··· PAGE EXCERPT ···

\name{cvq2-package}
\alias{cvq2-package}
\docType{package}
\encoding{latin1}
\title{
  Calculate the predictive squared correlation coefficient.
}
\description{
  This package calculates the predictive squared correlation coefficient, \eqn{q^2}{q^2}, in comparison to the well known conventional squared correlation coefficient, \eqn{r^2}{r^2}.
  For a given model \var{M}, \eqn{q^2}{q^2} indicates the prediction performance of \var{M}, whereas \eqn{r^2}{r^2} is a measure for its calibration performance.
%The prediction performance of a model can be indicated with \eqn{q^2}{q^2}, whereas \eqn{r^2}{r^2} is a measure for the calibration performance of a model.

··· RECORDED INFORMATION ···

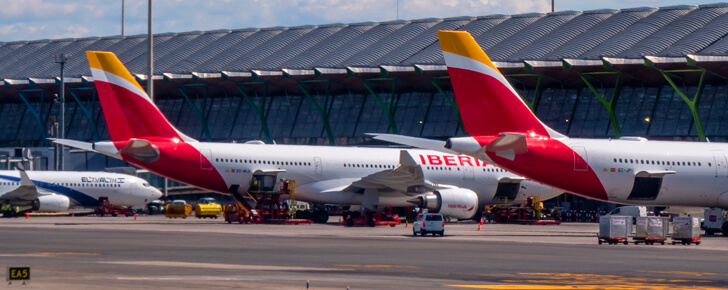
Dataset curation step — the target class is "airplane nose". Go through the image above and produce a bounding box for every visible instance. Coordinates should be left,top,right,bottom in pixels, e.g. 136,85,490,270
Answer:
149,189,162,201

···

WORK TO DO -
1. Retype the cvq2 package documentation word for word, everything from "For a given" down to "its calibration performance.".
2. Extend the cvq2 package documentation, picking up right after its final line.

WRITTEN ANSWERS -
1.
For a given model \var{M}, \eqn{q^2}{q^2} indicates the prediction performance of \var{M}, whereas \eqn{r^2}{r^2} is a measure for its calibration performance.

2.
}
\details{
\tabular{ll}{
  Package: \tab cvq2\cr
  Type: \tab Package\cr
  Version: \tab 1.1.0\cr
  Date: \tab 2013-03-13\cr
  Depends: \tab stats\cr
  License: \tab GPL v3\cr
  LazyLoad: \tab yes\cr
}
%% FORMEL BESCHREIBEN
% y_fit: r^2 - DataSet + External TestSet, Vorhersagewerte aus N Beobachtungen DataSet, y_mean aus y(DataSet)
% y_pred: q^2 - DataSet + External TestSet, Vorhersagewerte aus N-1 Beobachtungen, exklusive der i-ten Beobachtung, jeder Wert aus TestSet wird N-mal vorhergesagt(?), y_mean ist das Gleiche wie fuer y_fit -> y(DataSet)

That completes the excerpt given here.